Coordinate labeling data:
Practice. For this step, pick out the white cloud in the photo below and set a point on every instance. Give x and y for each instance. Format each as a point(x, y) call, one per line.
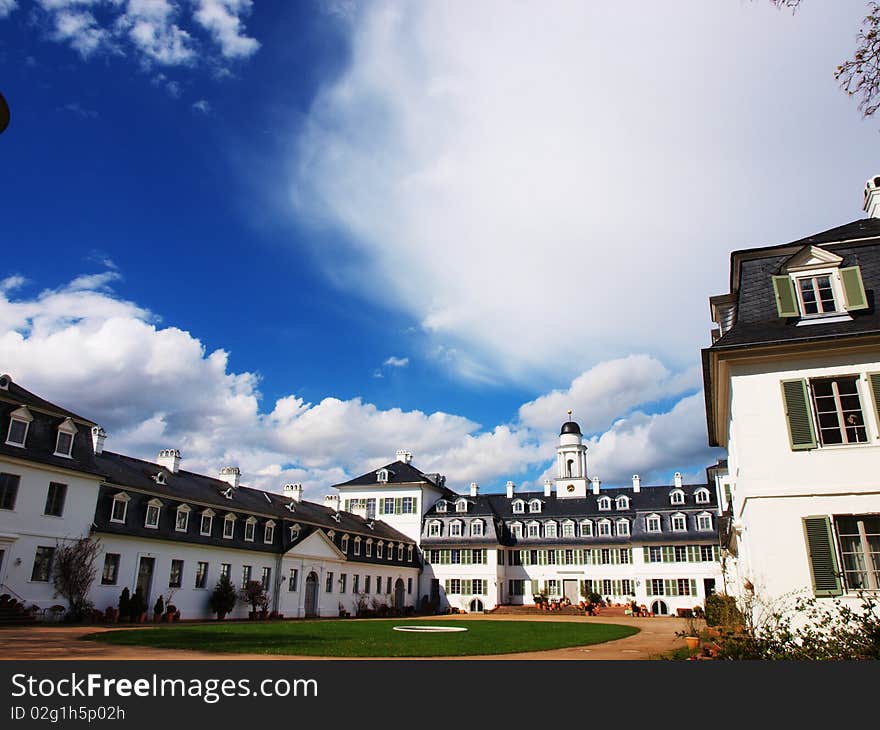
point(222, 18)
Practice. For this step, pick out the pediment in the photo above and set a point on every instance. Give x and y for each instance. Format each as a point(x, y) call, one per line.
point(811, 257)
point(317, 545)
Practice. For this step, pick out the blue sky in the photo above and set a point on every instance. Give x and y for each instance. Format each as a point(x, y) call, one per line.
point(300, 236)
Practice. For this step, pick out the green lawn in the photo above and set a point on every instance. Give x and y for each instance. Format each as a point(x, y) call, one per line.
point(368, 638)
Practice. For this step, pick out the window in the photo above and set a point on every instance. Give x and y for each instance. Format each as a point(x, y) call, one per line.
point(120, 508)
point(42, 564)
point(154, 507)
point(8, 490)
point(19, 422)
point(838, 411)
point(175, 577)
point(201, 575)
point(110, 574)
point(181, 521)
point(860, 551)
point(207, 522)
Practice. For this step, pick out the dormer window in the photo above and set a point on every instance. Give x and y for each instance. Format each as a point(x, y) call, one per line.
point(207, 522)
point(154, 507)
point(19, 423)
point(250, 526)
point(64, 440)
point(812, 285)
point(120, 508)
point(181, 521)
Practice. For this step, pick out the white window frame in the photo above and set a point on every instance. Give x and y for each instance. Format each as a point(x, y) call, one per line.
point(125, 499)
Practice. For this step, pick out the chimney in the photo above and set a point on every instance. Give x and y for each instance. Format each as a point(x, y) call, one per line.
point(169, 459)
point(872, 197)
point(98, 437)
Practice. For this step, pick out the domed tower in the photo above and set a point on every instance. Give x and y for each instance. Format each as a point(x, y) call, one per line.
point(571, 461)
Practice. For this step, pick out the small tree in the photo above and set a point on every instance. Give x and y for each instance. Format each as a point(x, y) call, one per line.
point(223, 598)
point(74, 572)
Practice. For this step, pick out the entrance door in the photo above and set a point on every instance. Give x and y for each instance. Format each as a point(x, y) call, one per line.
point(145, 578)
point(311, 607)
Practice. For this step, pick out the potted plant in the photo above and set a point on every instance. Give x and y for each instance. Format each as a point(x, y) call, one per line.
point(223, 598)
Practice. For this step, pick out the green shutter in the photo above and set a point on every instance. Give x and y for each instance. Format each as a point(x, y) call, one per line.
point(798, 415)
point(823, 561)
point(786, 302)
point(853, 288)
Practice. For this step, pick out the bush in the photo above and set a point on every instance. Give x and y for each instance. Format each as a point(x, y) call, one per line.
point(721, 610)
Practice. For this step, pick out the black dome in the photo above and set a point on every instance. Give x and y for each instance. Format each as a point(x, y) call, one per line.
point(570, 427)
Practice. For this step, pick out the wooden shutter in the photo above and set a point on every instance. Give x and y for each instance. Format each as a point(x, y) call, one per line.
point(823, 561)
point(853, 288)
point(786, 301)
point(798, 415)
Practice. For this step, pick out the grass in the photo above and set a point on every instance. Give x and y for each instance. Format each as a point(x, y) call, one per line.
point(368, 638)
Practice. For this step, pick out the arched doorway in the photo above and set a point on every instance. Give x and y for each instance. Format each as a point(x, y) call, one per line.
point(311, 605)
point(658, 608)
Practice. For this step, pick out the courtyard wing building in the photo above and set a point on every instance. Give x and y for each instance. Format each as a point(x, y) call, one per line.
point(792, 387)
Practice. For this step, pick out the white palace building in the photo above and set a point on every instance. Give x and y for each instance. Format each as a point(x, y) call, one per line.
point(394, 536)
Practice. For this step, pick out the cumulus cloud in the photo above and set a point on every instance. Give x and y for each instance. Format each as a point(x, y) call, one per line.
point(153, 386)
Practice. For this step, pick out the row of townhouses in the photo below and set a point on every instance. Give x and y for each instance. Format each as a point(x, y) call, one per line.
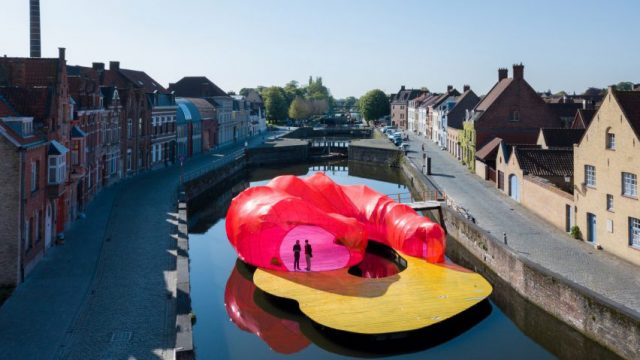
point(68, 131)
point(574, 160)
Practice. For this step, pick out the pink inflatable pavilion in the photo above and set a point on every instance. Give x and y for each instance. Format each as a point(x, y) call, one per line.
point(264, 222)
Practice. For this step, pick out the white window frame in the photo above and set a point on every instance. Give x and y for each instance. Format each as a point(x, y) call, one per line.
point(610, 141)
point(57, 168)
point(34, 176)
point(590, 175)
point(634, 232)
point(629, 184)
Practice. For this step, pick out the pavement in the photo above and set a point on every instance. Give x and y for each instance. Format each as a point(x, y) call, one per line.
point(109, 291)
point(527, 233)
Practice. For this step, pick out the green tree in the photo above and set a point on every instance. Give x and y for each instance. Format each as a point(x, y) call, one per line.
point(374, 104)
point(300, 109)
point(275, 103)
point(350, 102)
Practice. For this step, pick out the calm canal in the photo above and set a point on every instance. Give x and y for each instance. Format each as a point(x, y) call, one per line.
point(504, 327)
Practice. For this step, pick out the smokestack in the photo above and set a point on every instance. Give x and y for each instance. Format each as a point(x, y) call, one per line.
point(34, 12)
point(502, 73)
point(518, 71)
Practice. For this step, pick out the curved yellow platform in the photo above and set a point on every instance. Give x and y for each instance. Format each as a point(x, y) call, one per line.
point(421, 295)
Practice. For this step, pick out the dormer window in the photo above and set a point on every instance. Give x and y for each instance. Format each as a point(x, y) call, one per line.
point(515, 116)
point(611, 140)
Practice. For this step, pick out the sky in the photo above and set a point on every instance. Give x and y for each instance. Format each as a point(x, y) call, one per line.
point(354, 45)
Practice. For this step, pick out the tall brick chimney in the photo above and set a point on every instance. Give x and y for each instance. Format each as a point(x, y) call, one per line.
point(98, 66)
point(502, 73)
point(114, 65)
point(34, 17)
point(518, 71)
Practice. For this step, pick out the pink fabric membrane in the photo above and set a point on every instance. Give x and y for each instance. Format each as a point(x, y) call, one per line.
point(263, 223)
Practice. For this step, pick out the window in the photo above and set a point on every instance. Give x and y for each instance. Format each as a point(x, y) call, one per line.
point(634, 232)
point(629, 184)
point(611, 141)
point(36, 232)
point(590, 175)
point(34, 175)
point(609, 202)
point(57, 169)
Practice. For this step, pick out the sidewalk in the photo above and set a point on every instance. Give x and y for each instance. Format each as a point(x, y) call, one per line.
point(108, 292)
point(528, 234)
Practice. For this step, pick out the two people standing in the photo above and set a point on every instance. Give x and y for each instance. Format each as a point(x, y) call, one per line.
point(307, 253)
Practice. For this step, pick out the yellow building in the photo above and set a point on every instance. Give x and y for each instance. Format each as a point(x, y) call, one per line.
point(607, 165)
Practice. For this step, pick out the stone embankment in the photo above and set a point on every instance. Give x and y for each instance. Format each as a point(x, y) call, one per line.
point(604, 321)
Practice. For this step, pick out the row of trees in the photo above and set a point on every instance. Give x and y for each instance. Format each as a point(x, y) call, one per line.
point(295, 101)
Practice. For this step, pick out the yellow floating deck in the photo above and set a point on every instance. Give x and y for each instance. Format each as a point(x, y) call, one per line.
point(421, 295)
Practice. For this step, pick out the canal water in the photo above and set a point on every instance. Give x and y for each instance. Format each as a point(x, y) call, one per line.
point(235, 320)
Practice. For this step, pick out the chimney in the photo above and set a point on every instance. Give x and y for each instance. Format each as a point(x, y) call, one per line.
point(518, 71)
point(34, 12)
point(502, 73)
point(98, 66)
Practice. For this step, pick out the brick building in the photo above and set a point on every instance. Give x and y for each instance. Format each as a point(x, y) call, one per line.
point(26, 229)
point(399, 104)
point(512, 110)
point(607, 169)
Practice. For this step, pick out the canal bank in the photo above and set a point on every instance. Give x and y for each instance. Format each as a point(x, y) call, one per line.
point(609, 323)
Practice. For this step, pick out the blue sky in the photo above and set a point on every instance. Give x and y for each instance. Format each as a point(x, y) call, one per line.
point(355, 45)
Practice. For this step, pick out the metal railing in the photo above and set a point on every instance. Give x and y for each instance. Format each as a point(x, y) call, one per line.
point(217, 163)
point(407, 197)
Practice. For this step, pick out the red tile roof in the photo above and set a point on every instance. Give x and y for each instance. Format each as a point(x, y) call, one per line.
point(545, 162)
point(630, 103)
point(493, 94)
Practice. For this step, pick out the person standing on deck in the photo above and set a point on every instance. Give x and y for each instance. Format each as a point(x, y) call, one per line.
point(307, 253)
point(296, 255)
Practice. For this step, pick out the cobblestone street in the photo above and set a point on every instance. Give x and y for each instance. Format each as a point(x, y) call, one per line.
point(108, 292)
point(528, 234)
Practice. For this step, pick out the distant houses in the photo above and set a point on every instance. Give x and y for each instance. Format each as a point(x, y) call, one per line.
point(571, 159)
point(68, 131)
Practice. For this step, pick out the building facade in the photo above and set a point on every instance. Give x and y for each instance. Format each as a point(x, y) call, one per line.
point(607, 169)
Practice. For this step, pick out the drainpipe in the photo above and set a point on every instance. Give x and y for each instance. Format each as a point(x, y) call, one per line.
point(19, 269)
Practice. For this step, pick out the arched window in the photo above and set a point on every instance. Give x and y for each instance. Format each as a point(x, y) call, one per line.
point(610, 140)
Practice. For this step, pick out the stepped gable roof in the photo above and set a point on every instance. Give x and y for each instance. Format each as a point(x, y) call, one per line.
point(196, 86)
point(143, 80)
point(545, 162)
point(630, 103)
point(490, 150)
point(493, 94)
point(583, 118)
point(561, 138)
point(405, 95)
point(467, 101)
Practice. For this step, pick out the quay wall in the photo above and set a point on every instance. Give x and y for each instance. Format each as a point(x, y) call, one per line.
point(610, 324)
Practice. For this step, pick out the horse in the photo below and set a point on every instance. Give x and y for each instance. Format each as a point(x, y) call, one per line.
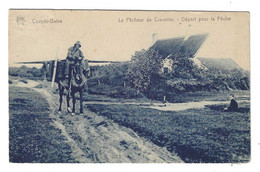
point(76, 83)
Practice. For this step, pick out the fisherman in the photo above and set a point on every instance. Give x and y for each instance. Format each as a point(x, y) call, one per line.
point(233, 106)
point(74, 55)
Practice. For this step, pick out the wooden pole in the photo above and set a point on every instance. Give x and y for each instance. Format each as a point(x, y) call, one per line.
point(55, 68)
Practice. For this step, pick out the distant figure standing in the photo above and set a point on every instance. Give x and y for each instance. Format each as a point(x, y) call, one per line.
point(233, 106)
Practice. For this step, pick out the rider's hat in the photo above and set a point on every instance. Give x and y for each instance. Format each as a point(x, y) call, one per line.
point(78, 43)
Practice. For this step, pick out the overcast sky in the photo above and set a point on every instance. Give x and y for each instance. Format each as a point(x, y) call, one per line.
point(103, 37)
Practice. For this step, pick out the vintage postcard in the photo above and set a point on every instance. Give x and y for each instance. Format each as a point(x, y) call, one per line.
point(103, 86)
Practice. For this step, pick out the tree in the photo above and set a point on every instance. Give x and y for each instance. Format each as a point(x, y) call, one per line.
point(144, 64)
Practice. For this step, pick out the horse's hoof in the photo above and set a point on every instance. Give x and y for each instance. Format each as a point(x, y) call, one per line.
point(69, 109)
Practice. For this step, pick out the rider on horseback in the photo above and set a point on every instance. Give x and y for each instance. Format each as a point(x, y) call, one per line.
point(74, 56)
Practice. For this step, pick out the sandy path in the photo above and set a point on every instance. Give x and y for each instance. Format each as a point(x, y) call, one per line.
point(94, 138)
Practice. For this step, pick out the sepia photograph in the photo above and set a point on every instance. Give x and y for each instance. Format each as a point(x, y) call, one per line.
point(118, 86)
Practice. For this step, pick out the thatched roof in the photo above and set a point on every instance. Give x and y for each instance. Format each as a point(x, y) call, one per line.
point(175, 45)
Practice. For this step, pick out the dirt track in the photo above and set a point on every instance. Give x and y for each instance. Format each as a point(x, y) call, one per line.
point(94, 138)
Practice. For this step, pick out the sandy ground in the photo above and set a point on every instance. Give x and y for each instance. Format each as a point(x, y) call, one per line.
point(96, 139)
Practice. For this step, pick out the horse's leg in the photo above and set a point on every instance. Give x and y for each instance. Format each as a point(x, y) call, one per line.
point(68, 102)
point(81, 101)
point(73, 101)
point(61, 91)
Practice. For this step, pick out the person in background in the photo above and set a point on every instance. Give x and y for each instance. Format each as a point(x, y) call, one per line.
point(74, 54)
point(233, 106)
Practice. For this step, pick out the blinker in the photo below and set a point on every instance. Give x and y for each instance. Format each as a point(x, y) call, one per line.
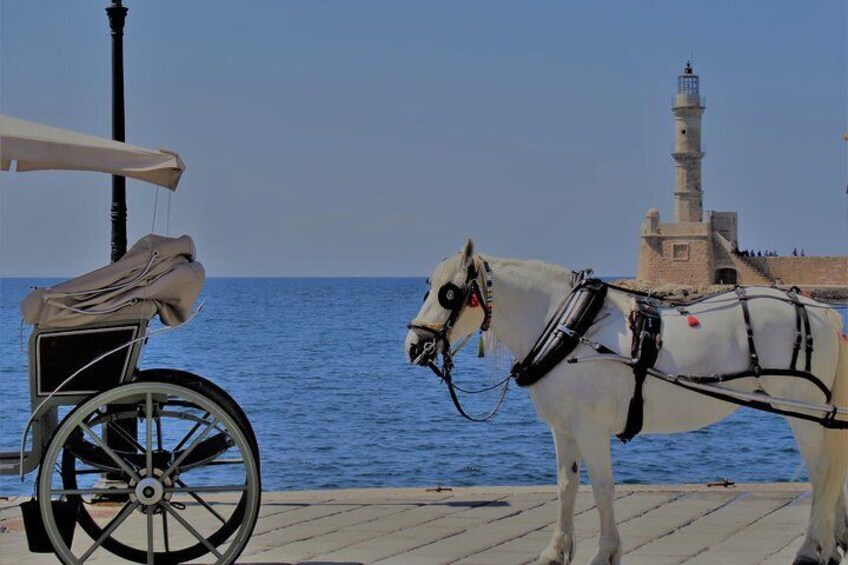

OBJECTIVE: Quote the records word for word, everything from the line containing "Practice. For this step, pick out the sepia" down to the line containing "point(118, 86)", with both of those lines included.

TASK RESPONSE:
Practice. For this step, pick out the sepia photograph in the photo above and set a point on every instance. Give x and y for each instance. Format each as a point(x, y) call, one per line.
point(118, 86)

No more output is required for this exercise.